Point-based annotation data
------------

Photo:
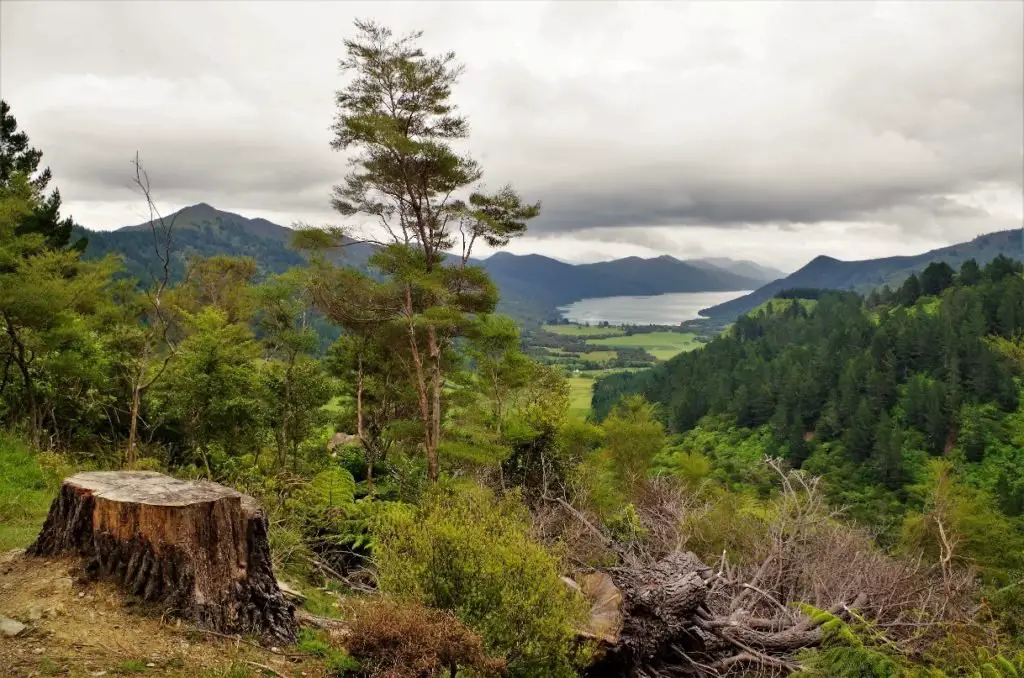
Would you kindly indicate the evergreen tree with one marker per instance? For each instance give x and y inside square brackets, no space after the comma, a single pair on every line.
[936,278]
[909,291]
[17,157]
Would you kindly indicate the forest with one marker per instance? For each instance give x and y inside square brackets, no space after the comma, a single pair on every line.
[840,478]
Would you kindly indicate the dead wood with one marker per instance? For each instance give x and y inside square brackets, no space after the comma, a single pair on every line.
[199,548]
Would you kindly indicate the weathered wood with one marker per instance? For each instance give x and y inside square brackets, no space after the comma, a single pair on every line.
[656,620]
[199,547]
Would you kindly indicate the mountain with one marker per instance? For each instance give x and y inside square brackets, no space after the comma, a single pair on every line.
[532,286]
[863,276]
[204,230]
[742,267]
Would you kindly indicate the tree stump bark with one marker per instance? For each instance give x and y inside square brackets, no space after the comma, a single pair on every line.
[199,547]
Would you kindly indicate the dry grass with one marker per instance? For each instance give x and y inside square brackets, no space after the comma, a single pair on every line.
[82,629]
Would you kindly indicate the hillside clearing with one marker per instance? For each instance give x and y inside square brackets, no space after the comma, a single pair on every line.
[83,629]
[26,491]
[663,345]
[572,330]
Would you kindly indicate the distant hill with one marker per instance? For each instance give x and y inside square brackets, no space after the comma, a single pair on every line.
[204,230]
[742,267]
[532,286]
[864,276]
[535,286]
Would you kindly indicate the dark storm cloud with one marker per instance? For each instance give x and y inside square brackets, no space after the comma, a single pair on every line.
[627,120]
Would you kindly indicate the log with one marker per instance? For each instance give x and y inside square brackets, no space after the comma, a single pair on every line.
[659,620]
[199,548]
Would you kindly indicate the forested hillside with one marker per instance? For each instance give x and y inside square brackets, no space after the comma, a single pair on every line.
[531,286]
[873,395]
[429,495]
[829,273]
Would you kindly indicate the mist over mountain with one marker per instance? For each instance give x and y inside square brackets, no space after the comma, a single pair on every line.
[743,267]
[532,286]
[863,276]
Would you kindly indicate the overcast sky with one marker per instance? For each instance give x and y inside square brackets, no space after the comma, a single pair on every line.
[772,132]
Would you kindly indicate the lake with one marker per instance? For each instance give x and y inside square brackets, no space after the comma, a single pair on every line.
[656,309]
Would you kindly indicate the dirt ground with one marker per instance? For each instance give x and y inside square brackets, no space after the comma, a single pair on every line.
[89,629]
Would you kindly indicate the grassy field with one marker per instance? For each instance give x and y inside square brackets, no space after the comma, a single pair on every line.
[662,345]
[581,392]
[582,331]
[26,491]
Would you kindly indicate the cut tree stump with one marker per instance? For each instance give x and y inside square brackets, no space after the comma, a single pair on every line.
[199,547]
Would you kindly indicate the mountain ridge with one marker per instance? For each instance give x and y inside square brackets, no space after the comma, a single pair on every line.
[864,274]
[532,286]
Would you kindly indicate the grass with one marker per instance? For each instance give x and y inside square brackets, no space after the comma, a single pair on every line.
[662,345]
[583,331]
[581,393]
[26,492]
[778,305]
[129,667]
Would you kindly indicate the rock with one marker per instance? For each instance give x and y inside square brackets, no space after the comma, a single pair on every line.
[606,606]
[10,628]
[291,592]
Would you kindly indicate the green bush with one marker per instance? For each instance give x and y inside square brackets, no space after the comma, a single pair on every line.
[28,483]
[464,551]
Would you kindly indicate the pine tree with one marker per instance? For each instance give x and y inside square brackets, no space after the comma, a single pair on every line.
[17,157]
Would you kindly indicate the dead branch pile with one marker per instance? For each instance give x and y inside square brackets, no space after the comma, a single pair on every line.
[676,616]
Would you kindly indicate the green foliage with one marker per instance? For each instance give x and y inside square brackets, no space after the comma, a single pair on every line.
[962,519]
[849,651]
[633,436]
[213,394]
[338,663]
[464,551]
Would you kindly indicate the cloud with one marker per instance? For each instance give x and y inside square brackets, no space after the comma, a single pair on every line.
[696,126]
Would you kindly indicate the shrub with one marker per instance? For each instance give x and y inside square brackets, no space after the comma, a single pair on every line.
[338,663]
[395,640]
[465,552]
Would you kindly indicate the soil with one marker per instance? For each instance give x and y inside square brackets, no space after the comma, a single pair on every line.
[77,627]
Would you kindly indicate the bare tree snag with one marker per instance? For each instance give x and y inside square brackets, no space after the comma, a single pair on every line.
[199,547]
[672,618]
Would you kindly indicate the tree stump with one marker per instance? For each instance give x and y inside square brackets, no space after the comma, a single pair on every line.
[199,547]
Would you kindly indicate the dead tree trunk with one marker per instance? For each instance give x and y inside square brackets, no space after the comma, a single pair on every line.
[198,547]
[663,620]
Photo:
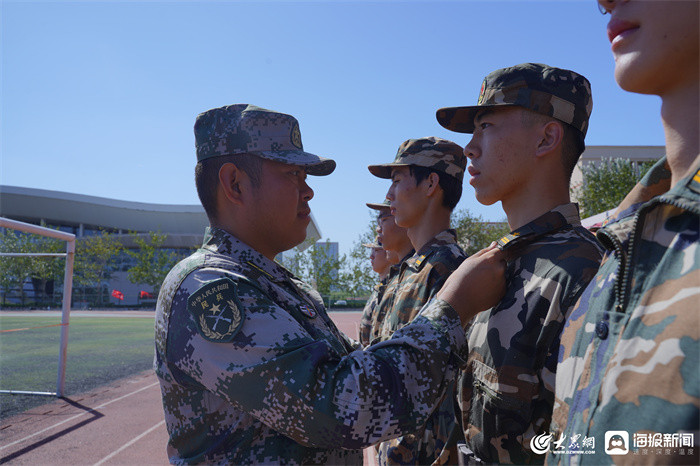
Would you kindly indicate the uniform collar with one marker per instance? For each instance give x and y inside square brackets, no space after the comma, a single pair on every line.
[251,261]
[557,218]
[654,187]
[445,237]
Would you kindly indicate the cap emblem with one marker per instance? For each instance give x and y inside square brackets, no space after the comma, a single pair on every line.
[296,136]
[481,92]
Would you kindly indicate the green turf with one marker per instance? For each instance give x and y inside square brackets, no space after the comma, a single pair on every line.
[100,350]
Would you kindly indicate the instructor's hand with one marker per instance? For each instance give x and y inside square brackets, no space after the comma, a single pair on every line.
[478,284]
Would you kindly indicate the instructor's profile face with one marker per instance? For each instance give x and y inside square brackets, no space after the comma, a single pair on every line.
[280,207]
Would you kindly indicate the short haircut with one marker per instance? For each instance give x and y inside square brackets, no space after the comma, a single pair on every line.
[572,143]
[451,186]
[206,177]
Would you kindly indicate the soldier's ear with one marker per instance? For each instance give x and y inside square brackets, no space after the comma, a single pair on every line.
[232,183]
[433,183]
[551,136]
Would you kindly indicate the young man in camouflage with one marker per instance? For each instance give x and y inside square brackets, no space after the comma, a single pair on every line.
[252,370]
[528,133]
[382,262]
[629,353]
[426,185]
[394,240]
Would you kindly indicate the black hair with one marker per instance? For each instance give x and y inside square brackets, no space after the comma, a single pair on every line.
[572,143]
[206,177]
[451,186]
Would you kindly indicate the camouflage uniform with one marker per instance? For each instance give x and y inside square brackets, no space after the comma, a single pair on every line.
[252,370]
[419,278]
[279,383]
[370,324]
[629,352]
[368,313]
[507,389]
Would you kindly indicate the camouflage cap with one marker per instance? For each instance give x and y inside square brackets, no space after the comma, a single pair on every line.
[561,94]
[246,129]
[431,152]
[384,205]
[374,245]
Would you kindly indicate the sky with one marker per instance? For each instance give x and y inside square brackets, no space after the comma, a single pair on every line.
[100,98]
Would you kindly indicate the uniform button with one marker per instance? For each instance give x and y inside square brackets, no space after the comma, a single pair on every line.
[601,329]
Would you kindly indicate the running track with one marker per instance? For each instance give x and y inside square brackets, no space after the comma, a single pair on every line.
[118,424]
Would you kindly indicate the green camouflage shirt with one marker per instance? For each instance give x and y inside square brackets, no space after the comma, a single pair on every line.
[252,369]
[507,389]
[370,308]
[373,313]
[628,381]
[419,278]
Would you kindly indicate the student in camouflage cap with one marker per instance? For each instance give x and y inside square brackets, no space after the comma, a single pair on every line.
[528,132]
[394,240]
[382,262]
[426,185]
[252,369]
[629,352]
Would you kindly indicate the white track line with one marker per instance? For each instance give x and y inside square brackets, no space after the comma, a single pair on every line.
[128,444]
[77,416]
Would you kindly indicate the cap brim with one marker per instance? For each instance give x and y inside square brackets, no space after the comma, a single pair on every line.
[461,119]
[313,164]
[376,206]
[384,170]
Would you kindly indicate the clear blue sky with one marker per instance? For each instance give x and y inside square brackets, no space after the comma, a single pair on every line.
[100,98]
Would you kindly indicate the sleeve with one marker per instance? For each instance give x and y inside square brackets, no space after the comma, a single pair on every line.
[275,371]
[367,317]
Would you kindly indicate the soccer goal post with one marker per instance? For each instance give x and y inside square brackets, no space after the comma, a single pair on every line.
[67,291]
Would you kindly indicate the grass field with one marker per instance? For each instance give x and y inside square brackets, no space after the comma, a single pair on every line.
[100,350]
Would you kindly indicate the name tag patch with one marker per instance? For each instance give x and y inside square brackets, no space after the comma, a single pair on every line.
[216,310]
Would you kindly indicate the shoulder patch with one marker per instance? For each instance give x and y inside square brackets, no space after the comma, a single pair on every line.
[694,182]
[216,310]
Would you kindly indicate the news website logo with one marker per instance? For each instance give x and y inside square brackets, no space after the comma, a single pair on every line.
[617,442]
[540,443]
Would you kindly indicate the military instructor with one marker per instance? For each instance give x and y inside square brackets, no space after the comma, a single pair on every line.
[251,368]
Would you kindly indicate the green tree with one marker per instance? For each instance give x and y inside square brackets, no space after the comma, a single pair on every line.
[325,269]
[45,271]
[473,234]
[14,271]
[94,259]
[42,271]
[606,183]
[317,266]
[152,262]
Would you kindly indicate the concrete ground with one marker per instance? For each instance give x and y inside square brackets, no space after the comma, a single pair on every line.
[118,424]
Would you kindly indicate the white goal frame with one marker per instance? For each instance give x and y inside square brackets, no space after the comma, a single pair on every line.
[69,238]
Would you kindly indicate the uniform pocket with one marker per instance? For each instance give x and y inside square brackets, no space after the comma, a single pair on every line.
[500,411]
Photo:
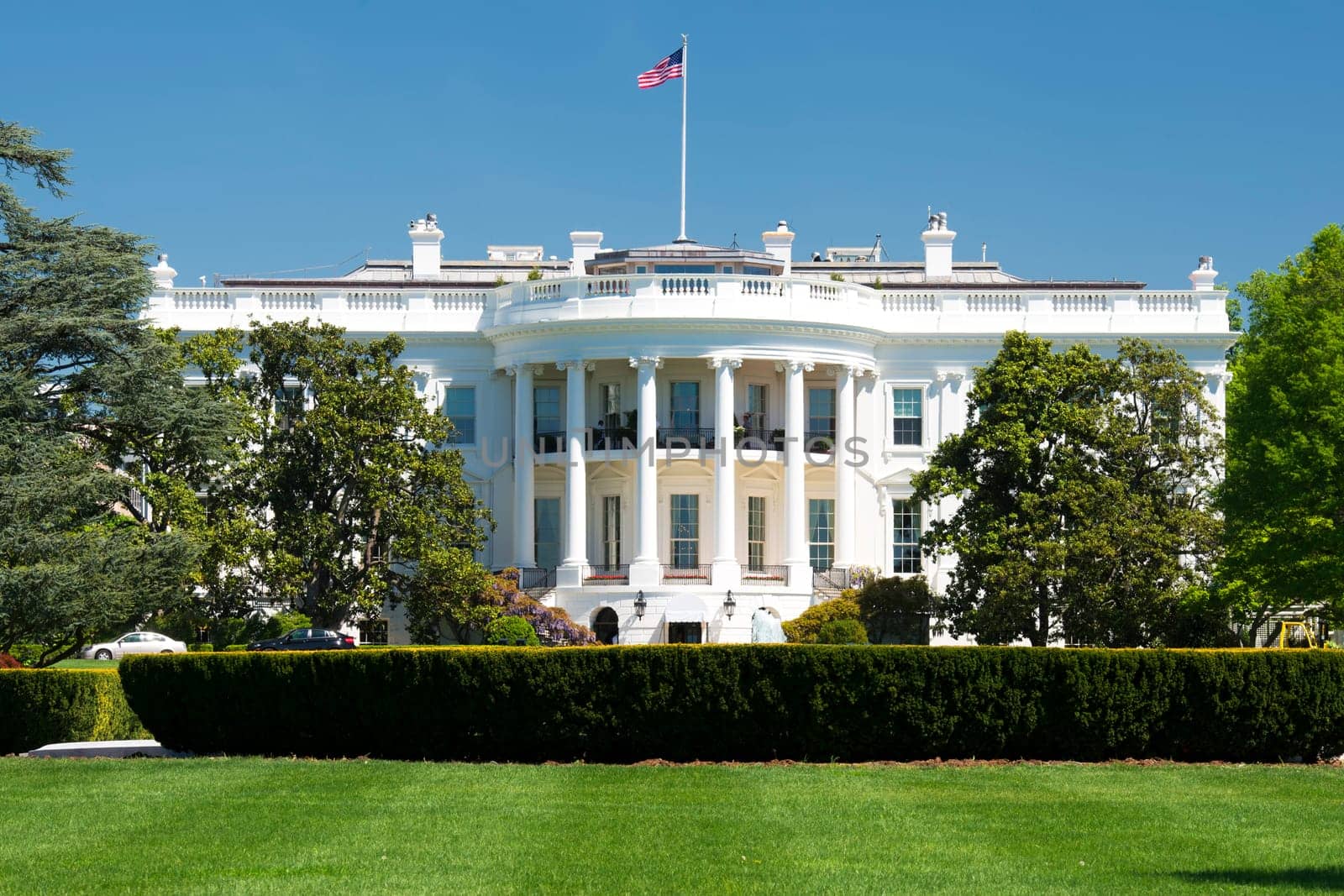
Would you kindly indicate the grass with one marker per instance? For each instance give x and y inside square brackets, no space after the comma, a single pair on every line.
[299,826]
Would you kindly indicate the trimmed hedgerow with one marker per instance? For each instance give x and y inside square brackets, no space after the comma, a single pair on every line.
[57,705]
[746,703]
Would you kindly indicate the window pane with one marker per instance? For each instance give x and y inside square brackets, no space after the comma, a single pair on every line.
[905,537]
[822,532]
[548,530]
[685,406]
[907,417]
[460,407]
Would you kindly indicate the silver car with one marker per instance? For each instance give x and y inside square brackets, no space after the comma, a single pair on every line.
[134,642]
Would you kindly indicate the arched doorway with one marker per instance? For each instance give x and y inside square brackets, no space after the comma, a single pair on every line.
[606,626]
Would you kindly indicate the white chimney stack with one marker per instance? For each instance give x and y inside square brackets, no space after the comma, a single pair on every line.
[425,248]
[779,242]
[161,273]
[1202,278]
[588,244]
[937,241]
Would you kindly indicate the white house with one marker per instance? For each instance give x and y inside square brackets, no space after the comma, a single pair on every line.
[675,437]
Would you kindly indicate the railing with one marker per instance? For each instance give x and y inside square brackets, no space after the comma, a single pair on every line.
[674,574]
[606,574]
[537,579]
[691,437]
[832,579]
[763,574]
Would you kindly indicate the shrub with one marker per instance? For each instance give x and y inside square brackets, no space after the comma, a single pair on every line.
[511,631]
[806,627]
[897,610]
[748,703]
[843,631]
[54,705]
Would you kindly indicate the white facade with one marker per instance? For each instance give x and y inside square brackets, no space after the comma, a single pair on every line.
[595,403]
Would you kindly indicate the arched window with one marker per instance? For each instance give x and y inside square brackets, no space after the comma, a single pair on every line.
[606,626]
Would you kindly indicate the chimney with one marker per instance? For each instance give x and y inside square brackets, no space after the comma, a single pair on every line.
[425,255]
[937,241]
[1202,278]
[779,242]
[163,275]
[588,244]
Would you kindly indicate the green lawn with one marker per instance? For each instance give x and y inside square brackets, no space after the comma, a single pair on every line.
[299,826]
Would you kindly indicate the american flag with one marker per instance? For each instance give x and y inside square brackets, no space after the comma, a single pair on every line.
[665,70]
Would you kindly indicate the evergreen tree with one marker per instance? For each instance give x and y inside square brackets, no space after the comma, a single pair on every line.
[1284,496]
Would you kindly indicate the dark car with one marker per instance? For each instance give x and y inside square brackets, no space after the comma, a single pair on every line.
[307,640]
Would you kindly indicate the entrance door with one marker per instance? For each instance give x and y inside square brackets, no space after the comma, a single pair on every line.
[685,633]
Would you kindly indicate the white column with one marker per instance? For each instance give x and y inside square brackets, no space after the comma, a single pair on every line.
[844,458]
[524,508]
[644,567]
[727,571]
[795,497]
[575,476]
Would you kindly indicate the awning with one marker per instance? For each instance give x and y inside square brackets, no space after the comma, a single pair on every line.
[685,607]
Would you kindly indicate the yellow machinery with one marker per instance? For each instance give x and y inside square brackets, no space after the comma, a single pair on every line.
[1285,641]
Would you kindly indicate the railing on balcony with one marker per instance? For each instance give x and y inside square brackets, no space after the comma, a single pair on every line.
[608,574]
[674,574]
[549,443]
[694,437]
[765,575]
[537,579]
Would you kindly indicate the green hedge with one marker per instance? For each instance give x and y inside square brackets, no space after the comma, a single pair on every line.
[55,705]
[746,703]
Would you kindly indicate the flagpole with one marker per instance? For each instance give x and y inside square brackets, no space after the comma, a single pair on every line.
[683,237]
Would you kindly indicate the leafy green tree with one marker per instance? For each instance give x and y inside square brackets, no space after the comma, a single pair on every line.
[349,490]
[1082,496]
[74,363]
[1284,495]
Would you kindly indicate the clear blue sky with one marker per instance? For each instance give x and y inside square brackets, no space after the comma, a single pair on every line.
[1079,140]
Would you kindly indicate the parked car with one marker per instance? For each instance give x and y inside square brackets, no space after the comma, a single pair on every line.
[134,642]
[307,640]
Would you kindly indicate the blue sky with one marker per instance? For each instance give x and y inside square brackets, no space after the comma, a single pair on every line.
[1079,140]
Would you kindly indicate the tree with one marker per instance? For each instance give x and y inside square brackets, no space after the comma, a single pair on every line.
[74,358]
[1284,495]
[349,490]
[1084,496]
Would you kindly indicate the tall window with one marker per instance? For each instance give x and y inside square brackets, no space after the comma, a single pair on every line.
[754,417]
[460,409]
[612,530]
[685,530]
[609,403]
[905,537]
[756,532]
[546,524]
[685,406]
[822,412]
[546,418]
[289,406]
[906,417]
[822,532]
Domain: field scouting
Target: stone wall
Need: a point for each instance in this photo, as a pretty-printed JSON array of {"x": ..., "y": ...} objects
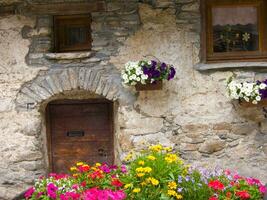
[{"x": 191, "y": 113}]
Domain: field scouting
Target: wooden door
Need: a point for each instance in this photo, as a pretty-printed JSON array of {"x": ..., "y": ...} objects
[{"x": 79, "y": 131}]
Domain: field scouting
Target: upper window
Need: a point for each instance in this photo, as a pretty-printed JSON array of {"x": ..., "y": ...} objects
[
  {"x": 72, "y": 33},
  {"x": 235, "y": 30}
]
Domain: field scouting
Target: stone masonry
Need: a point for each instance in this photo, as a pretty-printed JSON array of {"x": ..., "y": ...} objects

------------

→ **Given instruction**: Gather every line of the items above that contains the string "chimney".

→ **Response**:
Would you kindly indicate the white chimney stack with one marker per instance? For each instance give x and y inside square brackets, no space after the comma, a single pair on every line.
Would you kindly indicate the chimney with one marker per instance? For each instance give x and y inside square brackets, no space after the comma, a single pair on every line.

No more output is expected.